Weltwassertag

Richter erklären Ganges zum "lebenden Wesen"

Mehrere auf Blättern orangenen Blüten gesetzte Kerzen schwimmen auf dem Wasser.
Schwimmende Kerzen im Ganges, Varanasi, Indien. © imago/Mint Images
Jürgen Webermann im Gespräch mit Anke Schaefer · 22.03.2017
Ein Gericht in Indien hat die heiligen Flüsse Ganges und Yamuna unter besonderen Schutz gestellt. Beide seien "lebende Wesen", stellten die Richter fest. Folge: Bürger können künftig im Namen der Flüsse vor Gericht ziehen.
Der Ganges und ein weiterer heiliger Fluss in Indien sind von einem Gericht zu juristischen Personen erklärt worden. Der Ganges und sein Nebenfluss Yamuna seien "lebende Wesen mit dem Status einer moralischen Person", entschieden Richter im Bundesstaat Uttarakhand. Somit hätten die Flüsse nun die gleichen Rechte wie ein Mensch. Der Status gelte auch für alle Nebenflüsse.

AUSZUG AUS DATEN ▸
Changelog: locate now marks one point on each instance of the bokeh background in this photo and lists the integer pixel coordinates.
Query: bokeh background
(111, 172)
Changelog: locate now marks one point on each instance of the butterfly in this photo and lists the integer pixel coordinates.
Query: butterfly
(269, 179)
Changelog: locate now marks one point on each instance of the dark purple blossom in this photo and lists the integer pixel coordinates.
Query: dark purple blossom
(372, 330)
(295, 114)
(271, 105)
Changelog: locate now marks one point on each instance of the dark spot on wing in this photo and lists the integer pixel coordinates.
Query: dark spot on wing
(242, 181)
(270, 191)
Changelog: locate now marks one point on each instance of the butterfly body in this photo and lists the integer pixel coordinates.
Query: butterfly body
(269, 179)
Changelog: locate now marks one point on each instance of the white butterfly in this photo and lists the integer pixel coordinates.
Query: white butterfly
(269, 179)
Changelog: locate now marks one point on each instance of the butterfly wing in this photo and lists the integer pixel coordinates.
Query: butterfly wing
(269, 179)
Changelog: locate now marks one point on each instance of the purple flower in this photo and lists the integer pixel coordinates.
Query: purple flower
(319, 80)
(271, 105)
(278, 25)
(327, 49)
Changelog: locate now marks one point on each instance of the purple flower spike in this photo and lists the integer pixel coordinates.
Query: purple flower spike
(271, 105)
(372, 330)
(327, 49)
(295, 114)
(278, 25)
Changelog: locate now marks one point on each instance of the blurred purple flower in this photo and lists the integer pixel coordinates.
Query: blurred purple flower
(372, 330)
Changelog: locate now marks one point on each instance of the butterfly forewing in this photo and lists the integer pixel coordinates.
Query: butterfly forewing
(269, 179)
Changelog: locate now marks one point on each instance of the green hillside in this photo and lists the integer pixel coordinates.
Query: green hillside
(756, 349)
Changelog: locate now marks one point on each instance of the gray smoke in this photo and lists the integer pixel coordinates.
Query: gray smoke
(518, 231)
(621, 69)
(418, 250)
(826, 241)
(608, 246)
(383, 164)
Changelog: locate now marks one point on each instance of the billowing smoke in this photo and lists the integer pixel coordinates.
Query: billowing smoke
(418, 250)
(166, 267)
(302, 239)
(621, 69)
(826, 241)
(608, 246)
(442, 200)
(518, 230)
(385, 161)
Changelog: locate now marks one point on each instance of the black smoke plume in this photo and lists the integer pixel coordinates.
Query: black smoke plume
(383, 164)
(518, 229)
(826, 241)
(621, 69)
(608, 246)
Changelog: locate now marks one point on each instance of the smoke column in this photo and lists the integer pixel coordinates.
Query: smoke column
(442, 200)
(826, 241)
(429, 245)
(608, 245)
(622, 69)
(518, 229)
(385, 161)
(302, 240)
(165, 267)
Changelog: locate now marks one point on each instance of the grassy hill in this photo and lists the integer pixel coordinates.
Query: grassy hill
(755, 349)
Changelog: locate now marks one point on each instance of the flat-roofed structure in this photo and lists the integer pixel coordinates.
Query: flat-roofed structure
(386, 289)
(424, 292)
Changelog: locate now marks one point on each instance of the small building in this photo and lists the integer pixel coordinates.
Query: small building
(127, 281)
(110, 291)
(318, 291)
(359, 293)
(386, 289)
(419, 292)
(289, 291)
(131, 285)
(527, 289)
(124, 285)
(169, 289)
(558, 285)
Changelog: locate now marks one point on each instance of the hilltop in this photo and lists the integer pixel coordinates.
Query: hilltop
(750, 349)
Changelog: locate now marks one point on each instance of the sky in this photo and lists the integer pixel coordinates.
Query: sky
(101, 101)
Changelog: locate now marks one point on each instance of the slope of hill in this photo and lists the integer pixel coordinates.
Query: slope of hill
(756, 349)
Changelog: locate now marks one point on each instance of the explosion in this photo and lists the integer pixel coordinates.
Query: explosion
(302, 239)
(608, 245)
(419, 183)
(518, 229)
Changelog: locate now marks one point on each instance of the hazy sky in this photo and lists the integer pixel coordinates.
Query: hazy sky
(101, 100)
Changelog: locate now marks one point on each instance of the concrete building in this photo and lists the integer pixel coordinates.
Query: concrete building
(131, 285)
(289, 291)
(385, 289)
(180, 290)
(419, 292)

AUFGABEN ▸
• 1. Beantworte anhand des Textabschnitts über den Ganges:
(a) Welcher Nebenfluss des Ganges wurde ebenfalls zum „lebenden Wesen“ erklärt?
(b) In welchem Bundesstaat fällten die Richter die Entscheidung?
(c) Was können Bürger künftig im Namen der Flüsse tun?
• 2. Stimmen diese Aussagen mit dem Textabschnitt über den Ganges überein? Antworte jeweils mit Ja oder Nein und zitiere die entscheidenden Worte.
(a) Der neue Status gilt nicht für die Nebenflüsse.
(b) Die Flüsse haben nun die gleichen Rechte wie ein Mensch.
(c) Das Gespräch führte Jürgen Webermann mit Anke Schaefer.
• 3. Schreib bitte aus dem Textabschnitt über den Ganges die Stelle ab, die bei den Worten „Der Ganges und ein“ beginnt; hör nach „für alle Nebenflüsse.“ auf.
Die Einträge stammen aus einer anderen Quelle.

ANTWORTEN ▸
• 1.
(a) Die Yamuna.
(b) In Uttarakhand.
(c) Sie können im Namen der Flüsse vor Gericht ziehen.

• 2.
(a) Nein: „Der Status gelte auch für alle Nebenflüsse.“
(b) Ja: „Somit hätten die Flüsse nun die gleichen Rechte wie ein Mensch.“
(c) Ja: „Jürgen Webermann im Gespräch mit Anke Schaefer“

• 3.
Der Ganges und ein weiterer heiliger Fluss in Indien sind von einem Gericht zu juristischen Personen erklärt worden. Der Ganges und sein Nebenfluss Yamuna seien "lebende Wesen mit dem Status einer moralischen Person", entschieden Richter im Bundesstaat Uttarakhand. Somit hätten die Flüsse nun die gleichen Rechte wie ein Mensch. Der Status gelte auch für alle Nebenflüsse.